Exercise goal:
If a line in the records below contains the word "blue", copy it out.
*** Data records ***
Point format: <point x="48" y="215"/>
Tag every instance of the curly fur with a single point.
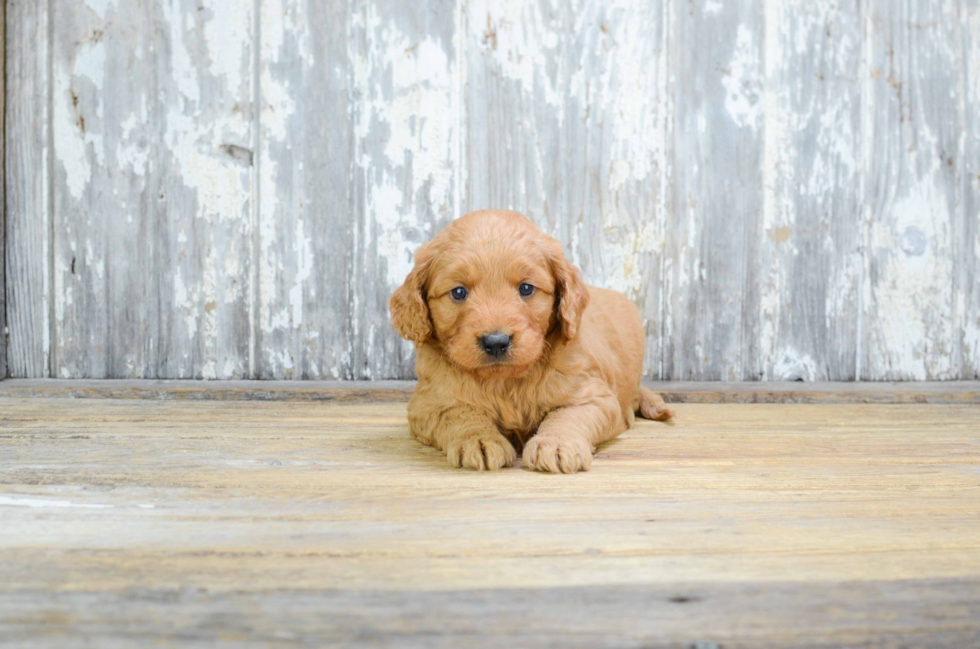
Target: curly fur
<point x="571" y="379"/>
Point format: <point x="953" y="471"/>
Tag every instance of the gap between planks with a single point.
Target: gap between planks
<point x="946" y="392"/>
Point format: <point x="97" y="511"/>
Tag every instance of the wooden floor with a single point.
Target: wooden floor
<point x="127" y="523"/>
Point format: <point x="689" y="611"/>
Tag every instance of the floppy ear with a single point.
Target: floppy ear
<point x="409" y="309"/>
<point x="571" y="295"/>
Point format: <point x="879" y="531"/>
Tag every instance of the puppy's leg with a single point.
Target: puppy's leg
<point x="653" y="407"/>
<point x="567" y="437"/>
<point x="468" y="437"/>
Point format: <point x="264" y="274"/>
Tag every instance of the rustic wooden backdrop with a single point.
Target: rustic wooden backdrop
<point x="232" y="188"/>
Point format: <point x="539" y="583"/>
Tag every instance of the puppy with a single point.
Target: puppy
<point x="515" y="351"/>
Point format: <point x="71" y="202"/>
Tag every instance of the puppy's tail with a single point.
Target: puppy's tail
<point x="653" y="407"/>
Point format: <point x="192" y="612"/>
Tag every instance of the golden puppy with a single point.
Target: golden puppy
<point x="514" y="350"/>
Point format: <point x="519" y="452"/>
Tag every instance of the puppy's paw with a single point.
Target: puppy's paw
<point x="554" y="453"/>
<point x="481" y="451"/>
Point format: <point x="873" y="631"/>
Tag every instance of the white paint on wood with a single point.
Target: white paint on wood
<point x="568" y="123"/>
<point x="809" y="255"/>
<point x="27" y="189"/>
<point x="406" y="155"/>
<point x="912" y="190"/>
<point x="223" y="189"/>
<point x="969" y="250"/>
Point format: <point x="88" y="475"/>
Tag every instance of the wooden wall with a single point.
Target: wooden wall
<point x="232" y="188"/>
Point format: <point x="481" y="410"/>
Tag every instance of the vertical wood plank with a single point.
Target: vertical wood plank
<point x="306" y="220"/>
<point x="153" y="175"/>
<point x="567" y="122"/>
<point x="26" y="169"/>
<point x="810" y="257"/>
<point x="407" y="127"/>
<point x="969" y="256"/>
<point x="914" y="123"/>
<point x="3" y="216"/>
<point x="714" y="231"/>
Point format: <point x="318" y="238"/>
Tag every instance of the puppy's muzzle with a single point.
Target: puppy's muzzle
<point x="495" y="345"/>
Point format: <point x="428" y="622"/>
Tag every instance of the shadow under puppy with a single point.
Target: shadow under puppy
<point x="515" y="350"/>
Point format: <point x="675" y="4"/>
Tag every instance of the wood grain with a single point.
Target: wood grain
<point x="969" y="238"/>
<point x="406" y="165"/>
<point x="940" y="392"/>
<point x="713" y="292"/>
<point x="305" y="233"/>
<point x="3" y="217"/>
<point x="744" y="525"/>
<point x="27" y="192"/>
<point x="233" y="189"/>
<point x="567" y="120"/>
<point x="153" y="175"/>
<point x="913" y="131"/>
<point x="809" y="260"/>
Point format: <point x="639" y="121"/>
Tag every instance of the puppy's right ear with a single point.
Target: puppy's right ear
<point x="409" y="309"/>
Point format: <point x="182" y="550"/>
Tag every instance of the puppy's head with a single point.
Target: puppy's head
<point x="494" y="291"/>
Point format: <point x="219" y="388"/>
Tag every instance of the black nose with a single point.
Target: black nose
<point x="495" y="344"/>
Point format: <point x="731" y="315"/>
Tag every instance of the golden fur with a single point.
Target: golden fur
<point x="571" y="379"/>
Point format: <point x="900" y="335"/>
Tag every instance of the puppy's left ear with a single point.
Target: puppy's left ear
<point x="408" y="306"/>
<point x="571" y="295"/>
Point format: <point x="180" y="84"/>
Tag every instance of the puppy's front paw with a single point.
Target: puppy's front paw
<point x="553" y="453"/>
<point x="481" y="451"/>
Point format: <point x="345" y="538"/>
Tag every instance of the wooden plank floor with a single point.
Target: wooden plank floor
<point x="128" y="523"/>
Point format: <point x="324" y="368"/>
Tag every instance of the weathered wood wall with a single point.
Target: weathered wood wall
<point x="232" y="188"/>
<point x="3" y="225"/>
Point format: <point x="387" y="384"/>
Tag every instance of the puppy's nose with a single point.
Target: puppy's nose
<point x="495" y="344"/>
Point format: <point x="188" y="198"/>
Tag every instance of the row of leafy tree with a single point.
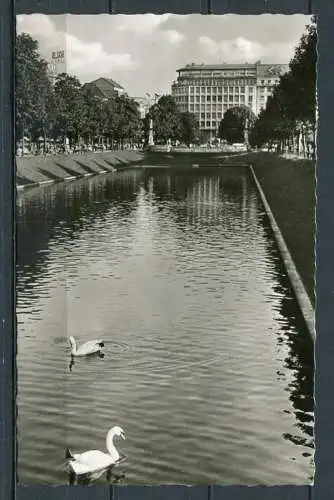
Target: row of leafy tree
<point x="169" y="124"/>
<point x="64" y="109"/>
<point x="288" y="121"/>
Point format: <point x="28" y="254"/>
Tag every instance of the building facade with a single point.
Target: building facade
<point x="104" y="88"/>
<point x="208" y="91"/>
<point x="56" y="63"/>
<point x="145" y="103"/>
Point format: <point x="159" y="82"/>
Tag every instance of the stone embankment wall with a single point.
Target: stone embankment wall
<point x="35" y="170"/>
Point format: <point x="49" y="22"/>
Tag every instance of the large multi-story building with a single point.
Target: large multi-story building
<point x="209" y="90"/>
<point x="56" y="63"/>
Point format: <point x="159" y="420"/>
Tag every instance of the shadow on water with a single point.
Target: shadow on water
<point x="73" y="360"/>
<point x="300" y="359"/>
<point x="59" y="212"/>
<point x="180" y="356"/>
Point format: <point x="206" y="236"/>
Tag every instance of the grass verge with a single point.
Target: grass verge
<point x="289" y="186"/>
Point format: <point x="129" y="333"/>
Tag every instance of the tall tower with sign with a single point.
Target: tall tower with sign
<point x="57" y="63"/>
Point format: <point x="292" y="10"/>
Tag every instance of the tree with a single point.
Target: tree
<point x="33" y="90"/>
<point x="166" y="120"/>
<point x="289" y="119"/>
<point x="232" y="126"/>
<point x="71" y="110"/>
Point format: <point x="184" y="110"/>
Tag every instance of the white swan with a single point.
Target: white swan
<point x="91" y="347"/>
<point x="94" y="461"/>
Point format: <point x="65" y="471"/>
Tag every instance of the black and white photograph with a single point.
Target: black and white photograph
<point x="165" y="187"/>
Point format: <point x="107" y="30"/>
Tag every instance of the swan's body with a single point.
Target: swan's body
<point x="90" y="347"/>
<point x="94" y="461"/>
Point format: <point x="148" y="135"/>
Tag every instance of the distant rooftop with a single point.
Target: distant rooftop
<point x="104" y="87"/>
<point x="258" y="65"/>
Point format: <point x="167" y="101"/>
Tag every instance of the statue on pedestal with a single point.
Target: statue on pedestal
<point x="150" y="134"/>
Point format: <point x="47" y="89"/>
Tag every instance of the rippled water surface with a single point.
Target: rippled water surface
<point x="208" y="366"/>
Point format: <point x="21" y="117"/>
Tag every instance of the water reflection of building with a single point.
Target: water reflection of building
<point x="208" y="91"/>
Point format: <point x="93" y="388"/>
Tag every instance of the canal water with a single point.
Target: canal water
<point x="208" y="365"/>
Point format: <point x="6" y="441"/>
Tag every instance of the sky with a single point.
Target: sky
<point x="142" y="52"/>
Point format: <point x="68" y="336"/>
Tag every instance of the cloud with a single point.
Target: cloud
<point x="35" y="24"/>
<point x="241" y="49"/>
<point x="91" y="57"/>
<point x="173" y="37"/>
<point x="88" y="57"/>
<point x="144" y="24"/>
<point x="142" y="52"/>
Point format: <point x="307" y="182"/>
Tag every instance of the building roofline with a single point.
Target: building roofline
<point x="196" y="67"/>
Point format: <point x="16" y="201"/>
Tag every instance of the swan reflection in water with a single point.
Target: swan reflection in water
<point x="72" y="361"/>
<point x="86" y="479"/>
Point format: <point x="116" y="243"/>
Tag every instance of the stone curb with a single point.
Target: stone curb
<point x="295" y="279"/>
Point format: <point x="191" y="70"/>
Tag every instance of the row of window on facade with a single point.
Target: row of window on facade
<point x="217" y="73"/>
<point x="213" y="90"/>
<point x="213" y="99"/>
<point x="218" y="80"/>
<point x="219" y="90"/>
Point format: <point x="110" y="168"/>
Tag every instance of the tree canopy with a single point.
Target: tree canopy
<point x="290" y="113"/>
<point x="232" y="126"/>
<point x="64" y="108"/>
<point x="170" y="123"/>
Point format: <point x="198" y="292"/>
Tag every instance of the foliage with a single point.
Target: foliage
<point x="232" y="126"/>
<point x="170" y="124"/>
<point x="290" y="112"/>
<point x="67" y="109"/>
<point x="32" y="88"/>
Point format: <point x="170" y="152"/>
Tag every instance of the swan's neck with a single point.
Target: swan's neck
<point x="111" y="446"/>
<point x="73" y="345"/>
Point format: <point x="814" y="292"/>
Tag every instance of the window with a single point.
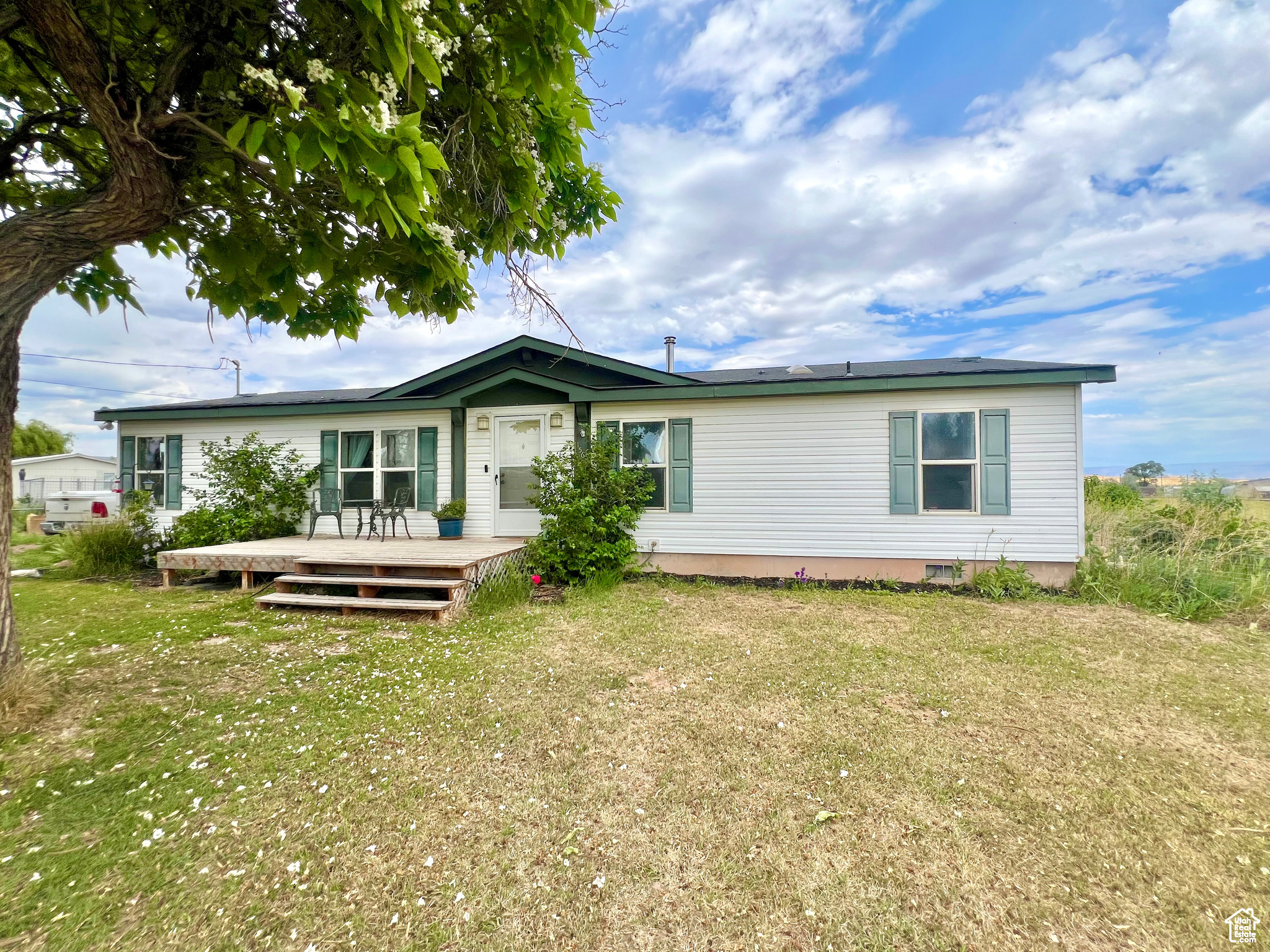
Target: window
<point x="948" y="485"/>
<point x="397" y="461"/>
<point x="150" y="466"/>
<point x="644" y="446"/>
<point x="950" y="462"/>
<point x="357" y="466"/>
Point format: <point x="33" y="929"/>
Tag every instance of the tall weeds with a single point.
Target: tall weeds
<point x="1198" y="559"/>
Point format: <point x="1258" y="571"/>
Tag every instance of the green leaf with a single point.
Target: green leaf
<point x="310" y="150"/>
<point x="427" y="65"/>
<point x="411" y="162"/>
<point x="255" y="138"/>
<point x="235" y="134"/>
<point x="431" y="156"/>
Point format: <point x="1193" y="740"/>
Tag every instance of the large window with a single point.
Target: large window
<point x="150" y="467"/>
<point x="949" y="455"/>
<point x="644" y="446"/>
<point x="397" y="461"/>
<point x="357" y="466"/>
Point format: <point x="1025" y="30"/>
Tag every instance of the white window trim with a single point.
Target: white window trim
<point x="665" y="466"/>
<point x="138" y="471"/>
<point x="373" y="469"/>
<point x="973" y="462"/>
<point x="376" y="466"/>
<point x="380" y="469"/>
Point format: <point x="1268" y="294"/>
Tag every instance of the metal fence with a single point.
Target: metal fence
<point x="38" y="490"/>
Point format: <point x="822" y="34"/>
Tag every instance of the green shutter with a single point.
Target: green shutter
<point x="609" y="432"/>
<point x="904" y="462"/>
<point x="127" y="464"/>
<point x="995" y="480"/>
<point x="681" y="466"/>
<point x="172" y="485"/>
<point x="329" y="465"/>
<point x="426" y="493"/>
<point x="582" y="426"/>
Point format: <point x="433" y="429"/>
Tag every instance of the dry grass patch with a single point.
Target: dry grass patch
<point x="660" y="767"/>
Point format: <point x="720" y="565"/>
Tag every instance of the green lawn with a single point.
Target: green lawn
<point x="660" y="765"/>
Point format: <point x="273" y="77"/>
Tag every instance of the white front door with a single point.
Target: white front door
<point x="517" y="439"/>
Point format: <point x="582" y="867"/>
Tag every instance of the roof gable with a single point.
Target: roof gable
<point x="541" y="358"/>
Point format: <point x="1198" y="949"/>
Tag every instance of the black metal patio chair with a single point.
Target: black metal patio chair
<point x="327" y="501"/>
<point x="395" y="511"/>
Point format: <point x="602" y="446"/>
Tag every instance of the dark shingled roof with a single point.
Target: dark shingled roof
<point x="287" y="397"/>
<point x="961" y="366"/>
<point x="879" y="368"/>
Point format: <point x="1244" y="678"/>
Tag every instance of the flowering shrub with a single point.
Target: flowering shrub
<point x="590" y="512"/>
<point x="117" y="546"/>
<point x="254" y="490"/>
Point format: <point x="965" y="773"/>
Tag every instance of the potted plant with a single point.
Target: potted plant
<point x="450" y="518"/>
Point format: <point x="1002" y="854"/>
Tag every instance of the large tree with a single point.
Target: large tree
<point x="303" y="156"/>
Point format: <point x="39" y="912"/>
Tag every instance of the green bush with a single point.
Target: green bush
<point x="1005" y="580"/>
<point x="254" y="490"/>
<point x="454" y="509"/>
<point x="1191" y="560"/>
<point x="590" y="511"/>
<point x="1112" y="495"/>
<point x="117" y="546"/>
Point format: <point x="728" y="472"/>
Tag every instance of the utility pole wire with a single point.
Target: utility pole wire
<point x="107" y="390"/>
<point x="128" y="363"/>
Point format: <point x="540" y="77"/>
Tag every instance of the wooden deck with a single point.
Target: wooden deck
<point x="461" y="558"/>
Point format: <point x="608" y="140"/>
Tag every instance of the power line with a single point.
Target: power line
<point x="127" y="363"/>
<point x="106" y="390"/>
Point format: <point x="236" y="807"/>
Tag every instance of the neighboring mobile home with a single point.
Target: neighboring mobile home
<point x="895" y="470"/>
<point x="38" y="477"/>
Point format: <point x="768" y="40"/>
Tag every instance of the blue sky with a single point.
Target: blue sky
*** End of Data records ***
Response:
Tag every instance of the blue sky with a single point.
Target: blue sky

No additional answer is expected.